*Extracted data*:
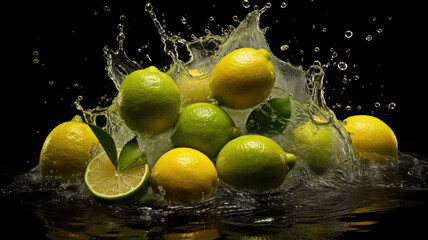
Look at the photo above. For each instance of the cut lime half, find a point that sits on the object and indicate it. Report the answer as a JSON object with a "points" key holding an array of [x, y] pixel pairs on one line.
{"points": [[109, 184]]}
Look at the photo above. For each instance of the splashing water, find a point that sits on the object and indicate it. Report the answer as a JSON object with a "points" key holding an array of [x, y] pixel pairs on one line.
{"points": [[308, 205], [305, 87]]}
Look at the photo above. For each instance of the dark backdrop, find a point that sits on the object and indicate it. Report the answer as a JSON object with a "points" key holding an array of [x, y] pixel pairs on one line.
{"points": [[54, 53]]}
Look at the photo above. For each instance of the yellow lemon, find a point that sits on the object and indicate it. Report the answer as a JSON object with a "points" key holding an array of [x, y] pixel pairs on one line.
{"points": [[184, 176], [372, 139], [315, 144], [148, 101], [194, 87], [243, 78], [253, 163], [66, 150]]}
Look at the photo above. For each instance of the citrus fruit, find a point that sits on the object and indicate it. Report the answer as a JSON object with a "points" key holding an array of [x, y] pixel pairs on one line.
{"points": [[243, 78], [194, 87], [315, 144], [184, 176], [372, 139], [271, 117], [148, 101], [253, 163], [66, 150], [109, 184], [205, 127]]}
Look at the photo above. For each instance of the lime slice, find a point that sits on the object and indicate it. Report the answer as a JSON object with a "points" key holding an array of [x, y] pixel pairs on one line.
{"points": [[109, 184], [271, 117]]}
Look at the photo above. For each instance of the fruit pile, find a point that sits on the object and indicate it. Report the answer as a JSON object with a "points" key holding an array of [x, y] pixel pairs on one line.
{"points": [[150, 102]]}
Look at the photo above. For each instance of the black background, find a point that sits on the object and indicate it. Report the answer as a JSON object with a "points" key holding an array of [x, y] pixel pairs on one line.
{"points": [[66, 40]]}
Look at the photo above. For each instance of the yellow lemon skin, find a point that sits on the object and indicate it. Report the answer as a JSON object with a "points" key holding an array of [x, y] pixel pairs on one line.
{"points": [[184, 176], [194, 87], [316, 144], [372, 139], [253, 163], [148, 101], [65, 151], [243, 78]]}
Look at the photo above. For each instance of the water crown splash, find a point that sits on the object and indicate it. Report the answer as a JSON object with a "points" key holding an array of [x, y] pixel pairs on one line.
{"points": [[304, 87]]}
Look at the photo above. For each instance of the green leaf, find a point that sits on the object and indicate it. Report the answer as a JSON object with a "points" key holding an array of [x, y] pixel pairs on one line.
{"points": [[107, 143], [130, 156]]}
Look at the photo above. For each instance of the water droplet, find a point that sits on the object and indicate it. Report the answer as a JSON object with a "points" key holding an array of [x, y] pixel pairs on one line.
{"points": [[246, 3], [285, 47], [392, 105], [342, 66], [148, 7], [349, 34]]}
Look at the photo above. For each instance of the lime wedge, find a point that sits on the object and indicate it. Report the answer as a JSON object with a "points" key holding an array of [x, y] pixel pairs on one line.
{"points": [[109, 184], [270, 117]]}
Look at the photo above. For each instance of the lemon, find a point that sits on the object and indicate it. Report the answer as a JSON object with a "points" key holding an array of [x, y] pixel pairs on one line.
{"points": [[243, 78], [194, 87], [148, 101], [184, 176], [66, 150], [372, 139], [109, 184], [315, 144], [253, 163], [205, 127]]}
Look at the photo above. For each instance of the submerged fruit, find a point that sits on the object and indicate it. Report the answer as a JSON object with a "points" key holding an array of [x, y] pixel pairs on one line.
{"points": [[271, 117], [109, 184], [372, 139], [184, 176], [204, 127], [243, 78], [253, 163], [65, 151], [148, 101]]}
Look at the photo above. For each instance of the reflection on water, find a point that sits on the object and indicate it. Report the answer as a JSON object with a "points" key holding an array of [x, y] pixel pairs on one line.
{"points": [[309, 210]]}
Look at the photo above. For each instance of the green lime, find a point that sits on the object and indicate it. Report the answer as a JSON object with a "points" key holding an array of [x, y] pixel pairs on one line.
{"points": [[253, 163], [204, 127], [109, 184], [149, 101], [270, 117], [316, 145]]}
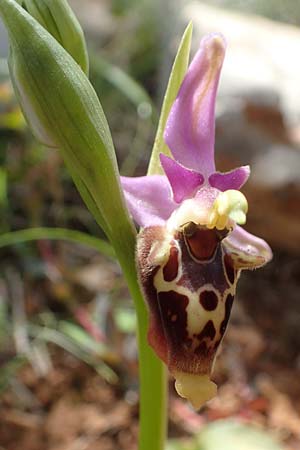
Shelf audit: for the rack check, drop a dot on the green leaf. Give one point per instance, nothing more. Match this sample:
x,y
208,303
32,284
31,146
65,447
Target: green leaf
x,y
58,19
64,112
232,435
33,234
177,75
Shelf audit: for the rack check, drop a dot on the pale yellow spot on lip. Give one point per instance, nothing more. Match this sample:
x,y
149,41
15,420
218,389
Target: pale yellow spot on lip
x,y
229,207
197,389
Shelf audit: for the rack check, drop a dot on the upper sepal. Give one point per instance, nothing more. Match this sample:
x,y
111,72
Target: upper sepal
x,y
190,129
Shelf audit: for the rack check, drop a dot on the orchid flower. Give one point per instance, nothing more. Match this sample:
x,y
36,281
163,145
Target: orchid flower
x,y
191,248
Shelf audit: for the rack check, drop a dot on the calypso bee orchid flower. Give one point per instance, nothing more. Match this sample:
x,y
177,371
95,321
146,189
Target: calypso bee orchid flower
x,y
191,249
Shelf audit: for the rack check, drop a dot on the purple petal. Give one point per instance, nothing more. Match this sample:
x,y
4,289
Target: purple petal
x,y
247,250
190,129
234,179
148,199
183,181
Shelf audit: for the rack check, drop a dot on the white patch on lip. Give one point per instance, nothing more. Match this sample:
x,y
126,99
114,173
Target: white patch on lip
x,y
195,209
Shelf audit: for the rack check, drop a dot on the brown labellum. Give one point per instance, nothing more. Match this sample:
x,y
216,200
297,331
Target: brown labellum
x,y
189,283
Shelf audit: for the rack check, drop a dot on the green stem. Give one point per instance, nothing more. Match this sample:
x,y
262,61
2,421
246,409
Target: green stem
x,y
152,372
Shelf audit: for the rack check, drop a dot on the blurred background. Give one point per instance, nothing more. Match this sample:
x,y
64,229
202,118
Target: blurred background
x,y
68,362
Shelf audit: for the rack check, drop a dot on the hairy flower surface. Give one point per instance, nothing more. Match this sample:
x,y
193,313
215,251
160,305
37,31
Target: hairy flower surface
x,y
191,248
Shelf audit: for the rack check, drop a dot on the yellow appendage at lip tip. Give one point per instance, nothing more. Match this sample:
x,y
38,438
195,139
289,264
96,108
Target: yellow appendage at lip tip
x,y
229,207
197,389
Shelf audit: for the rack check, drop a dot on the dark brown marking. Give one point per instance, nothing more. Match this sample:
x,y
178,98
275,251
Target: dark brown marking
x,y
208,331
201,350
228,306
147,272
202,243
173,304
170,270
230,272
209,300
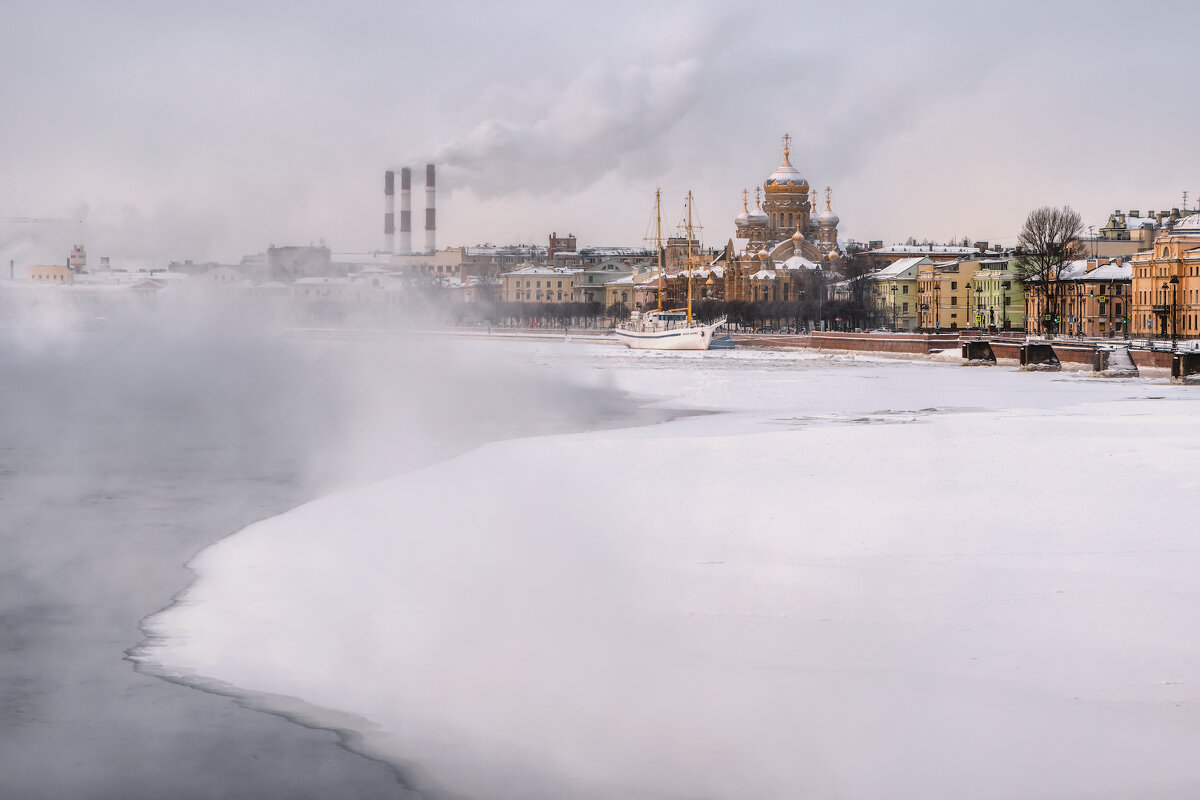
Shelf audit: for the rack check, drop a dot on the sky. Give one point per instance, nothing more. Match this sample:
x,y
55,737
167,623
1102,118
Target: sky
x,y
211,130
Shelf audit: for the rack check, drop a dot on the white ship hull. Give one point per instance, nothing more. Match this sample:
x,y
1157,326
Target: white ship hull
x,y
684,337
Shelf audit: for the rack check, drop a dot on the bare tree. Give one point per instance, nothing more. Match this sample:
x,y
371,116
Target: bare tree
x,y
1049,241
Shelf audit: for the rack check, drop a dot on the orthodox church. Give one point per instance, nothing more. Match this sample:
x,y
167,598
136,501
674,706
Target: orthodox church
x,y
781,239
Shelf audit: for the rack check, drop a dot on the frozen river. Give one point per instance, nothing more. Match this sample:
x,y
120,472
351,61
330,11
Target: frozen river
x,y
861,578
126,450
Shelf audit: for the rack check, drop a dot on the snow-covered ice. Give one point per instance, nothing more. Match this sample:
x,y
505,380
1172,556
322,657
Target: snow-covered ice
x,y
861,579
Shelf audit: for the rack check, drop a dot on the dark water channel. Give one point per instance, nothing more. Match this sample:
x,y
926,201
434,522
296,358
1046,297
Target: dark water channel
x,y
121,456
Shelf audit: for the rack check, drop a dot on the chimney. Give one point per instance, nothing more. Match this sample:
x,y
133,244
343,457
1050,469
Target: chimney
x,y
406,210
389,211
431,228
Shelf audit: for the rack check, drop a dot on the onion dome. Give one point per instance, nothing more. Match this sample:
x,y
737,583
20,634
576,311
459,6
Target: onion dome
x,y
828,218
787,178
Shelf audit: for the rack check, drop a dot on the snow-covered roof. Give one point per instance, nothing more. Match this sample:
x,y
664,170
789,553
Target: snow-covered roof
x,y
1073,270
381,259
786,175
533,269
505,250
898,268
799,263
615,252
1189,223
323,281
945,250
1109,272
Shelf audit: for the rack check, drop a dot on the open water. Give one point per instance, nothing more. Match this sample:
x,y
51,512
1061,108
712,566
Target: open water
x,y
123,452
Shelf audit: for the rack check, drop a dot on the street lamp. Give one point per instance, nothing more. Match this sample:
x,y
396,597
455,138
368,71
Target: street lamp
x,y
1164,311
1175,298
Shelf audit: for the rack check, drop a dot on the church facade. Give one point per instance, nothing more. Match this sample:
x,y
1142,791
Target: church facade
x,y
780,241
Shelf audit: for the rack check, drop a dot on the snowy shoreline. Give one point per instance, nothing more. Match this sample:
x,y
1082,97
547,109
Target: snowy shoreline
x,y
520,644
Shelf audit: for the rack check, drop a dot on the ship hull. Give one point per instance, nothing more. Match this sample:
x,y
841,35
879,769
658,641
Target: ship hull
x,y
697,337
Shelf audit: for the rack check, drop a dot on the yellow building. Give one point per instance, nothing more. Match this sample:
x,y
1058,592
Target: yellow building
x,y
1089,298
894,293
946,296
51,274
533,283
780,241
1000,295
1167,283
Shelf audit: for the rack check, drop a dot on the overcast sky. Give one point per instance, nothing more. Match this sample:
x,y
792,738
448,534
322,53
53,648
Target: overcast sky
x,y
210,130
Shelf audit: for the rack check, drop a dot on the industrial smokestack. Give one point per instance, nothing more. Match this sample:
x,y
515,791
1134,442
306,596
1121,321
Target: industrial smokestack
x,y
431,228
406,210
389,211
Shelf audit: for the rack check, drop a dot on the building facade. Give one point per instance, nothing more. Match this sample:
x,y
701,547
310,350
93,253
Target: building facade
x,y
894,292
1165,284
533,283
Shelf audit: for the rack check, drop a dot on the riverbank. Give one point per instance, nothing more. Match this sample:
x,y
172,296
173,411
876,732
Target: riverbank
x,y
555,617
129,449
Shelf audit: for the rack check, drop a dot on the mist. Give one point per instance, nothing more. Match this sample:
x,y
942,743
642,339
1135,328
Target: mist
x,y
129,445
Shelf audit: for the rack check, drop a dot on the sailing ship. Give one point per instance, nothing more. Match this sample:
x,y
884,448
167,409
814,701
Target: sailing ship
x,y
663,329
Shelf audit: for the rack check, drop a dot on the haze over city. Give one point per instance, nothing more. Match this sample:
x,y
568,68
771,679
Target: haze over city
x,y
208,131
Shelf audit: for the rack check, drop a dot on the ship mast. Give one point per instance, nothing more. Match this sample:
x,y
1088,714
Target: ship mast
x,y
689,257
658,236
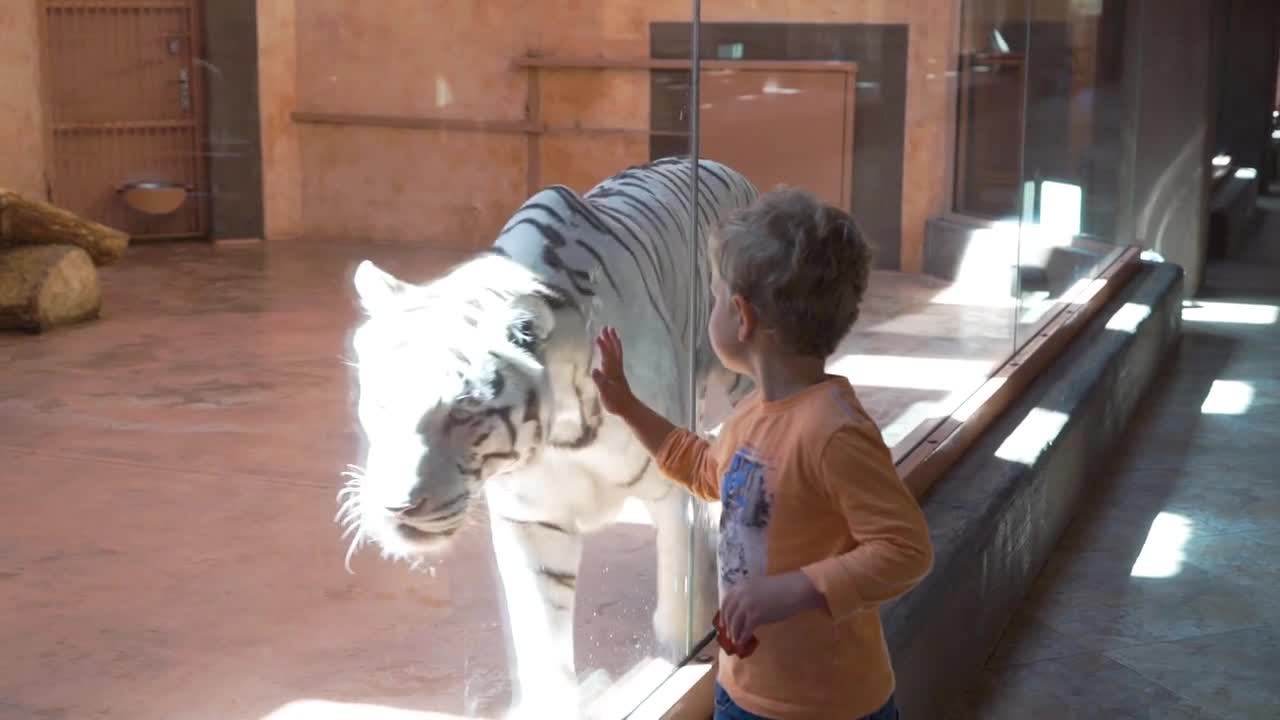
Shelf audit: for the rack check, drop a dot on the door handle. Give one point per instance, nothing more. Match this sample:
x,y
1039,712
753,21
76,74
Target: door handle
x,y
184,89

*Aim of the task*:
Please reproduce nothing but the lines from the one containing "on the sailing" through the closing line of the listing, retyped word for word, pictures excluded.

*Solved problem*:
Shelf audit: for the rack check, drop a dot on the sailing ship. Give one point per instance, nothing more. Match this sample:
x,y
884,448
167,409
814,701
Target: sailing ship
x,y
663,329
Shelf audit: for the rack check, drop a dot on the haze over city. Give one point per instance, nothing more. Match this sample:
x,y
568,68
771,679
Target: haze over city
x,y
208,131
Shelf audit: for the rack check, drop a dot on the ship mast. Give one point per instance, nothing more. Match this sample:
x,y
1088,714
Target: ship mast
x,y
689,257
658,236
Shelf audit: for the rack check, drop a dot on the door handle. Give one point per instance, nothing more. Match this sample:
x,y
1039,712
753,21
76,74
Target: door handle
x,y
184,89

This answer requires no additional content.